# Task details:
Reproduce the passage on Israeli planning regulations word for word, from its opening line to its final sentence.

This is an excerpt from Plan B for the Jaffa area of the British Mandate in 1933.

“The scope of the construction areas for additional uses can be determined to the extent of up to 25% of the total construction areas for marketable uses, above the determining entry level approved in the future plan.
It is possible to determine in a land zoning plan that permits additional uses to the extent that exceeds what is stated in the above paragraph, provided that the extent of the areas for additional uses in the zoning area in the same planning area is not expected to exceed 25% of the total construction areas for marketable uses approved therein. In any land zoning, it is possible to permit, in addition to The main, additional and general uses, also ancillary uses, provided that the scope of construction areas for ancillary uses does not exceed 5% of the total approved construction areas for the same land designation in the same plan.”
A piece of poetry from the 2016 outline plan for cell/5000 Tel Aviv-Yafo

Planning and construction regulations in Israel are complex and often hinder the creation of vibrant and efficient cities and beautiful, functional buildings. Instead of promoting integration and contribution, these regulations create bureaucratic hurdles, slowing down and complicating the planning and approval processes. This focus on quantity over quality planning further exacerbates the issue.
A better approach would treat cities and buildings like individuals in a free society. They should have the freedom to develop as long as they don’t infringe on others’ rights and contribute a portion of their gains for public services like education and healthcare.

Imagine a scenario where property owners can design their lots and buildings however, they like, as long as they respect their neighbors’ rights regarding air, light, and traffic. Similarly, urban blocks could be planned freely, with some space reserved for public use, such as parks or community buildings. This simple yet comprehensive regulation would allow for responsible, organic development over time.

# Excerpted data:
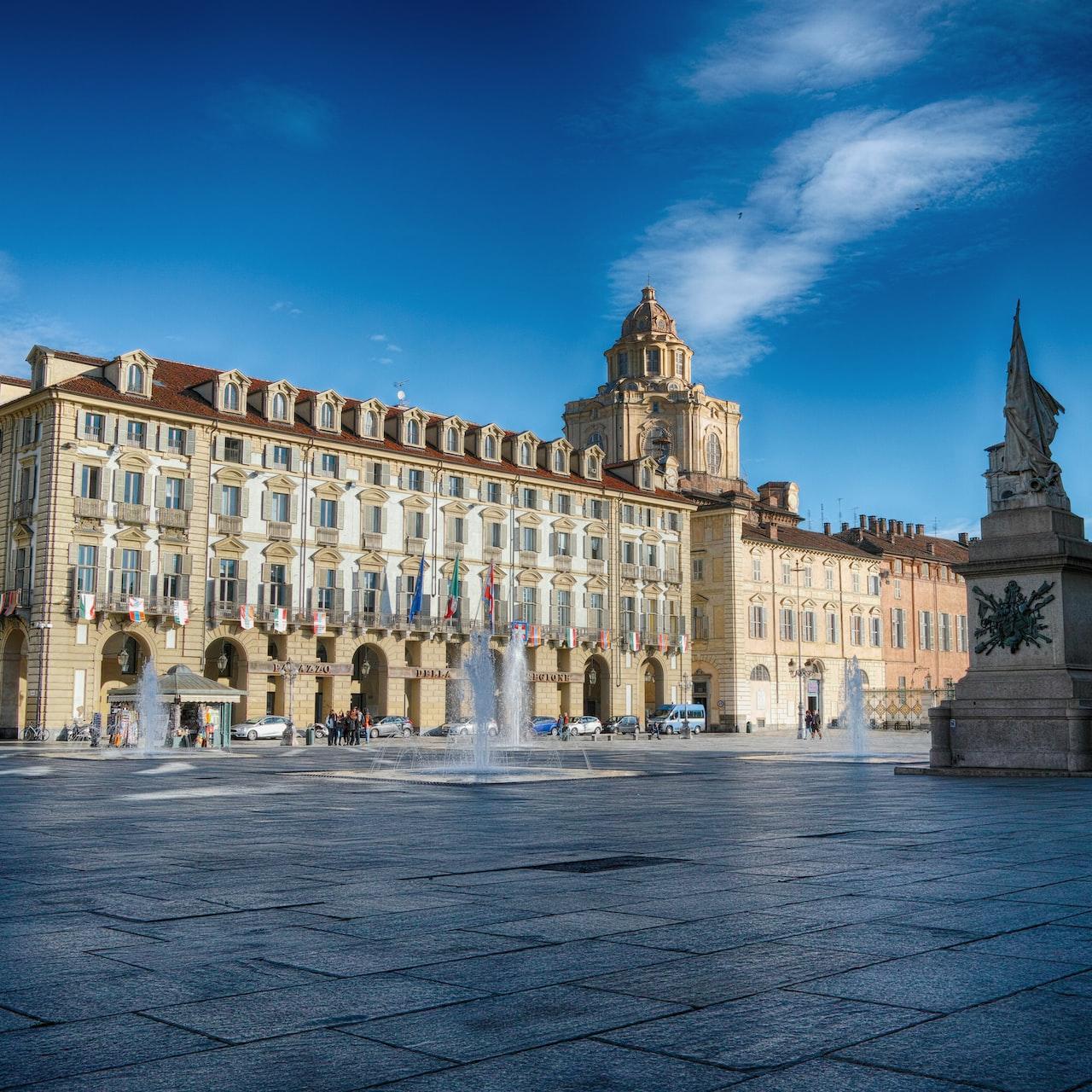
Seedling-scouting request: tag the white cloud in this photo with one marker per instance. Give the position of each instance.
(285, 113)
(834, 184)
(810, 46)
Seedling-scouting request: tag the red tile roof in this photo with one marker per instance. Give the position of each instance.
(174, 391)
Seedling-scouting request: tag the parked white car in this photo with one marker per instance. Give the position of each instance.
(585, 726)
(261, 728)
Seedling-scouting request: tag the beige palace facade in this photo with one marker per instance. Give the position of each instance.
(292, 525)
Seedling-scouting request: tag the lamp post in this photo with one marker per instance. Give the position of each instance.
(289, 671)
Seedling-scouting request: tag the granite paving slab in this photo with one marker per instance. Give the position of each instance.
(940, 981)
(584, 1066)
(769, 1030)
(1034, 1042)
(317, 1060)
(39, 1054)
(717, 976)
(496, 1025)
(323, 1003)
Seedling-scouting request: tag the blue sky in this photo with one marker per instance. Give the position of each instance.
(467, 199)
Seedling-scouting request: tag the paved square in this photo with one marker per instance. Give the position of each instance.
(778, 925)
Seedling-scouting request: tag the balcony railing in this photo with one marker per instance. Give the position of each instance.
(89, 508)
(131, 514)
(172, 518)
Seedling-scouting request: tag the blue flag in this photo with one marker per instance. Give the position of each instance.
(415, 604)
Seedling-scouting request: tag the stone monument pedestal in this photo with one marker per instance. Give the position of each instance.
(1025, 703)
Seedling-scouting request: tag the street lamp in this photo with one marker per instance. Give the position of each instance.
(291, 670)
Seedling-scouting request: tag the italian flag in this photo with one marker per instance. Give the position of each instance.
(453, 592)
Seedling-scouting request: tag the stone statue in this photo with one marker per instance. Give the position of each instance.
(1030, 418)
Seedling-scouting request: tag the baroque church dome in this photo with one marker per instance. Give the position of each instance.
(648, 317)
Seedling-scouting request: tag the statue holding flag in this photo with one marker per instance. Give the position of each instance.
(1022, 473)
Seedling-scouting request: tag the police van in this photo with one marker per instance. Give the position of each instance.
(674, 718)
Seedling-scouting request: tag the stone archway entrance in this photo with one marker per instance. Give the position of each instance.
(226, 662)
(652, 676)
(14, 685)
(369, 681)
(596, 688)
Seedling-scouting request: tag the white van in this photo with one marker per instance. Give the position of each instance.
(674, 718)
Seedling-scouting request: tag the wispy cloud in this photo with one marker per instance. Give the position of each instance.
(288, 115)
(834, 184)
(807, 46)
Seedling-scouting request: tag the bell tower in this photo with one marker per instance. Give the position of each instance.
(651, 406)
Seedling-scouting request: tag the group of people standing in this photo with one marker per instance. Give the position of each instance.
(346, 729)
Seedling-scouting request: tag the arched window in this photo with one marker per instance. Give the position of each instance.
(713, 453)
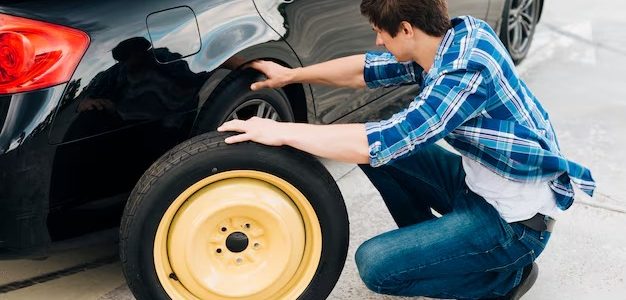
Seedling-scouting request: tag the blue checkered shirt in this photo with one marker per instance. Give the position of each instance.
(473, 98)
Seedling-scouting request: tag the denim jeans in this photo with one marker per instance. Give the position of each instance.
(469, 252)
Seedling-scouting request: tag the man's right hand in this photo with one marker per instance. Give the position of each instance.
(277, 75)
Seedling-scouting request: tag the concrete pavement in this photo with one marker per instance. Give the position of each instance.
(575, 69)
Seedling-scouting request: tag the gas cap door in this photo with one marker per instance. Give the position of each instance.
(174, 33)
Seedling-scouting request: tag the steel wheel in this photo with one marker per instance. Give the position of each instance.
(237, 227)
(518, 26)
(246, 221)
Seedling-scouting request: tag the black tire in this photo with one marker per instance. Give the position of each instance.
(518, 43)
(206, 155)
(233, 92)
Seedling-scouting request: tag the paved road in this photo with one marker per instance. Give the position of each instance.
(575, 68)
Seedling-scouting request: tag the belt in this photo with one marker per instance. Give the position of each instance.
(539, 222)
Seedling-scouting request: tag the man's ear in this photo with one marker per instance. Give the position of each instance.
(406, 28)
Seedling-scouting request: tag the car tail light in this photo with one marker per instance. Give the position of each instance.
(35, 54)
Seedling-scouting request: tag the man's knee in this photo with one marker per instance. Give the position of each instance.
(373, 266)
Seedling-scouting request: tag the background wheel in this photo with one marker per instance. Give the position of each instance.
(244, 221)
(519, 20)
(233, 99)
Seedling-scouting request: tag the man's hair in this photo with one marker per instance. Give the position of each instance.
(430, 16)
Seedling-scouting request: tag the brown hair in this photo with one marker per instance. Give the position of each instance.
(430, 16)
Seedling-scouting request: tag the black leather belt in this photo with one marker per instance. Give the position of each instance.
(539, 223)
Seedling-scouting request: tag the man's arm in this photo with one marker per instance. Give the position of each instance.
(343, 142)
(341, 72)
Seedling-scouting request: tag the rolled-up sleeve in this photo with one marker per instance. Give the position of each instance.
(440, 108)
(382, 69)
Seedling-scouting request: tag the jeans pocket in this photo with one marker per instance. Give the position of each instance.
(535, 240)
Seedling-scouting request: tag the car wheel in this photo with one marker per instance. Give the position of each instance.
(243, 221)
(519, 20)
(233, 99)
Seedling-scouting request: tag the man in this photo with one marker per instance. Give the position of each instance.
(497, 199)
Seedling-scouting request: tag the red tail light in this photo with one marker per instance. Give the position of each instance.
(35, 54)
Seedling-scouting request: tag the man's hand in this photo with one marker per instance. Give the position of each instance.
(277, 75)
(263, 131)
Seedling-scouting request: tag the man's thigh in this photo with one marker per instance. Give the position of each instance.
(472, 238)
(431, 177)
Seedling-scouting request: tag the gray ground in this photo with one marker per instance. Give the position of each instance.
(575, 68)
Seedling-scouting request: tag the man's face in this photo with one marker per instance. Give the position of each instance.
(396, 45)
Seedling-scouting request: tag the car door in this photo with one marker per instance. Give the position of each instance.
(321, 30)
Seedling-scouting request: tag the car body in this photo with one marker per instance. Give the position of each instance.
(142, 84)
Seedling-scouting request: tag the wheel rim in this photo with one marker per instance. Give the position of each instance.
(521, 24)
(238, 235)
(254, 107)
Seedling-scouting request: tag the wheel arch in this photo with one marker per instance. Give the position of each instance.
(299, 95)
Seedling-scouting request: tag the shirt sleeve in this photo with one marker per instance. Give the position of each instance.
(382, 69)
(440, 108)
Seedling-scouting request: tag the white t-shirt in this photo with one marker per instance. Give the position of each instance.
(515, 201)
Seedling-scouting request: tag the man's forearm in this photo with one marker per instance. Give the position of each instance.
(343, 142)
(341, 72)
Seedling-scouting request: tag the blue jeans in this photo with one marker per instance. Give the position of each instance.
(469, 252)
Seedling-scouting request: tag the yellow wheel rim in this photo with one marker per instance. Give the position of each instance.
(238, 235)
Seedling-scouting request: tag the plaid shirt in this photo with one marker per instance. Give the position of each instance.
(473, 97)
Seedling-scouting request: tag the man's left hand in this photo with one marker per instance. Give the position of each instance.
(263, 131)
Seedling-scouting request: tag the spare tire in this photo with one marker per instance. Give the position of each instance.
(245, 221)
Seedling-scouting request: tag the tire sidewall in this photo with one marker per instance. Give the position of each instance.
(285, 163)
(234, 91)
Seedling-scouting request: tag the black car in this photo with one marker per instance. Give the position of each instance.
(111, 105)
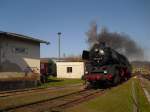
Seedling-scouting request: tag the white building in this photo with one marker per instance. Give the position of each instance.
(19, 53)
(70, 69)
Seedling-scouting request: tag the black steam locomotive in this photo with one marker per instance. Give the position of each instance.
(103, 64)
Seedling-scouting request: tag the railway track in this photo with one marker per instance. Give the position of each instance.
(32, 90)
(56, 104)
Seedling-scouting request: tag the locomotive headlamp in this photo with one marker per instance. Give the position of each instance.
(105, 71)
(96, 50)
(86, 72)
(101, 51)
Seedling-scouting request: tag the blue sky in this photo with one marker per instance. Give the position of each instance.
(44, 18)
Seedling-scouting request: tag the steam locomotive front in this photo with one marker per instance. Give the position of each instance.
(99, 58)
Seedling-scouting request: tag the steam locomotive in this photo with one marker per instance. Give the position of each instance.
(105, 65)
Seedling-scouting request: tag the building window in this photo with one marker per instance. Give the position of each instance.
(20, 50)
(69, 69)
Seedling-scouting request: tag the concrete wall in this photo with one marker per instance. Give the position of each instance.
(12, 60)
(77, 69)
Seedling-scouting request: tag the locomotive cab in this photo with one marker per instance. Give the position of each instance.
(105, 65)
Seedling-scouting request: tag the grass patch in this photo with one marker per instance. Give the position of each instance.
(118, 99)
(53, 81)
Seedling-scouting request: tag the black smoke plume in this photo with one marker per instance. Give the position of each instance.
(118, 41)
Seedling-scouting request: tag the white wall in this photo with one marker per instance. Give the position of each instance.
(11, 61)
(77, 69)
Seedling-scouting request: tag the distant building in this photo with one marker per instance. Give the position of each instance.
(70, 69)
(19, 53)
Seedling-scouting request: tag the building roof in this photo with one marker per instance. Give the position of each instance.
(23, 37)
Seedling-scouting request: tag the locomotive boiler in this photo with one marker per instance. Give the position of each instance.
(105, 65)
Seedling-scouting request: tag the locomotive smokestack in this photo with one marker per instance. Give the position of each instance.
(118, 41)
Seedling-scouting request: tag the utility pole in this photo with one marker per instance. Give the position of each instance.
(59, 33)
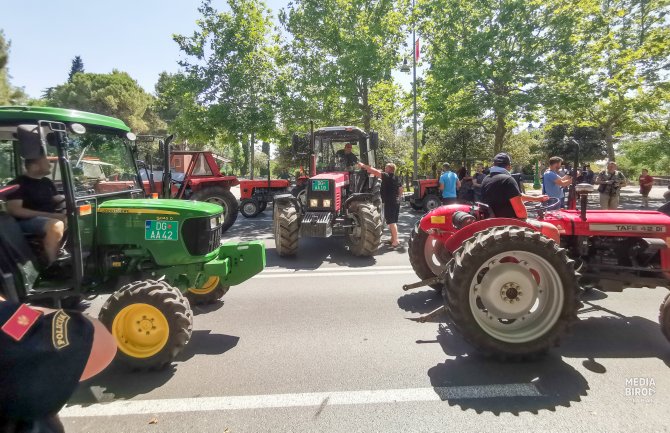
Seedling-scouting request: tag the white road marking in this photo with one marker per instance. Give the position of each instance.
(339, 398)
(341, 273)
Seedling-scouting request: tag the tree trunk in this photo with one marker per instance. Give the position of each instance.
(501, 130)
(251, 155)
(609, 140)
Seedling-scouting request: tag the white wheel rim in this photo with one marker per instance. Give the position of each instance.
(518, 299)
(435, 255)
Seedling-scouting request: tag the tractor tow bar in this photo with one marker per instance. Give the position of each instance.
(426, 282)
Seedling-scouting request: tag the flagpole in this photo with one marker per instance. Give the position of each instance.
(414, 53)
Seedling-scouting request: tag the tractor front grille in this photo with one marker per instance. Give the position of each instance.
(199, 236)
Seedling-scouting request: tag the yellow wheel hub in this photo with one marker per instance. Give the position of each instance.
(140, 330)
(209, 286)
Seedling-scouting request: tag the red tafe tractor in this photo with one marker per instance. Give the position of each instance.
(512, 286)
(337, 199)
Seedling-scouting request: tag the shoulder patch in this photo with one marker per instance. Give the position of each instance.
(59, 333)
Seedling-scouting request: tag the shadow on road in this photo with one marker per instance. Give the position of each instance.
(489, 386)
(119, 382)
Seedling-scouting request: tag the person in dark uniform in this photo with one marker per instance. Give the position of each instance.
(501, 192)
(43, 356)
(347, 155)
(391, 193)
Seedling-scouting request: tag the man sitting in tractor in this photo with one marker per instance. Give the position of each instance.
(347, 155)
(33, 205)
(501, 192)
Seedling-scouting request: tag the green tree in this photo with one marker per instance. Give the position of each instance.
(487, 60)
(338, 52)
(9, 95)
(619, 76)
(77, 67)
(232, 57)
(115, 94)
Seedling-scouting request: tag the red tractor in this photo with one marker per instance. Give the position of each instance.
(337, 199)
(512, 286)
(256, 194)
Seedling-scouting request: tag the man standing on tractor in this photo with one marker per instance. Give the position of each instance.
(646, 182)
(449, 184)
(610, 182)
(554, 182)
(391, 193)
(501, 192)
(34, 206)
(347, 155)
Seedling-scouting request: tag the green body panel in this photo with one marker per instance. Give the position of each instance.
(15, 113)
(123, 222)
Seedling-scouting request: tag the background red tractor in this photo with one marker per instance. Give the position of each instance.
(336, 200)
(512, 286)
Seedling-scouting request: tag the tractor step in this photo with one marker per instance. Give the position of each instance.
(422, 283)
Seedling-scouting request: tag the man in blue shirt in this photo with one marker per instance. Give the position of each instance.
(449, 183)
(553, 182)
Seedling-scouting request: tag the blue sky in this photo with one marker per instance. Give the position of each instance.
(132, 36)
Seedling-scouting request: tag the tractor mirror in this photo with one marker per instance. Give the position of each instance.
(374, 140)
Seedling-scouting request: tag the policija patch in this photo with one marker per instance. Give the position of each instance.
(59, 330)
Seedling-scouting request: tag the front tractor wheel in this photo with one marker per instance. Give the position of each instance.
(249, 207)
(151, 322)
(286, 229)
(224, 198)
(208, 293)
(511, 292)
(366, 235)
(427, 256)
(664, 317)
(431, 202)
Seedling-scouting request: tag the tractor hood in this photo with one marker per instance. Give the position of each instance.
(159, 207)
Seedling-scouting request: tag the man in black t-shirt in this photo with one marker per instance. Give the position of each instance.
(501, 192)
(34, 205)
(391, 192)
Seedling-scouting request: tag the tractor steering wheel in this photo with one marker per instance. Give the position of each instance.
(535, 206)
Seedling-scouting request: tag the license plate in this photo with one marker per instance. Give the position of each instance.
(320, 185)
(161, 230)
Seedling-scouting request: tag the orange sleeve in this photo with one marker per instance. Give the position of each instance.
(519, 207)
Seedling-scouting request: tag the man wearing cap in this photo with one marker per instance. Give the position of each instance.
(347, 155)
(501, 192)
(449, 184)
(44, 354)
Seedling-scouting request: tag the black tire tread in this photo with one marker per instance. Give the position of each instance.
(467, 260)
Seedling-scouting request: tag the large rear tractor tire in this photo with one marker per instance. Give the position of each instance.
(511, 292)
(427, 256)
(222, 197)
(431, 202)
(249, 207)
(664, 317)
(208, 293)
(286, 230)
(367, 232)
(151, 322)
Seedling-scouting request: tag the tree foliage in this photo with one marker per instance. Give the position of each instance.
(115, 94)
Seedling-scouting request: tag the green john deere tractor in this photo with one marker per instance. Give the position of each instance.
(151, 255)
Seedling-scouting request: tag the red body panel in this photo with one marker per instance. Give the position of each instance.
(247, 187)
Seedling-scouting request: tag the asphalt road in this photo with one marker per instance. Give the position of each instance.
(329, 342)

# The result:
This is an excerpt from Plan B for the Jaffa area of the British Mandate in 1933.

“The scope of the construction areas for additional uses can be determined to the extent of up to 25% of the total construction areas for marketable uses, above the determining entry level approved in the future plan.
It is possible to determine in a land zoning plan that permits additional uses to the extent that exceeds what is stated in the above paragraph, provided that the extent of the areas for additional uses in the zoning area in the same planning area is not expected to exceed 25% of the total construction areas for marketable uses approved therein. In any land zoning, it is possible to permit, in addition to The main, additional and general uses, also ancillary uses, provided that the scope of construction areas for ancillary uses does not exceed 5% of the total approved construction areas for the same land designation in the same plan.”
A piece of poetry from the 2016 outline plan for cell/5000 Tel Aviv-Yafo

Planning and construction regulations in Israel are complex and often hinder the creation of vibrant and efficient cities and beautiful, functional buildings. Instead of promoting integration and contribution, these regulations create bureaucratic hurdles, slowing down and complicating the planning and approval processes. This focus on quantity over quality planning further exacerbates the issue.
A better approach would treat cities and buildings like individuals in a free society. They should have the freedom to develop as long as they don’t infringe on others’ rights and contribute a portion of their gains for public services like education and healthcare.

Imagine a scenario where property owners can design their lots and buildings however, they like, as long as they respect their neighbors’ rights regarding air, light, and traffic. Similarly, urban blocks could be planned freely, with some space reserved for public use, such as parks or community buildings. This simple yet comprehensive regulation would allow for responsible, organic development over time.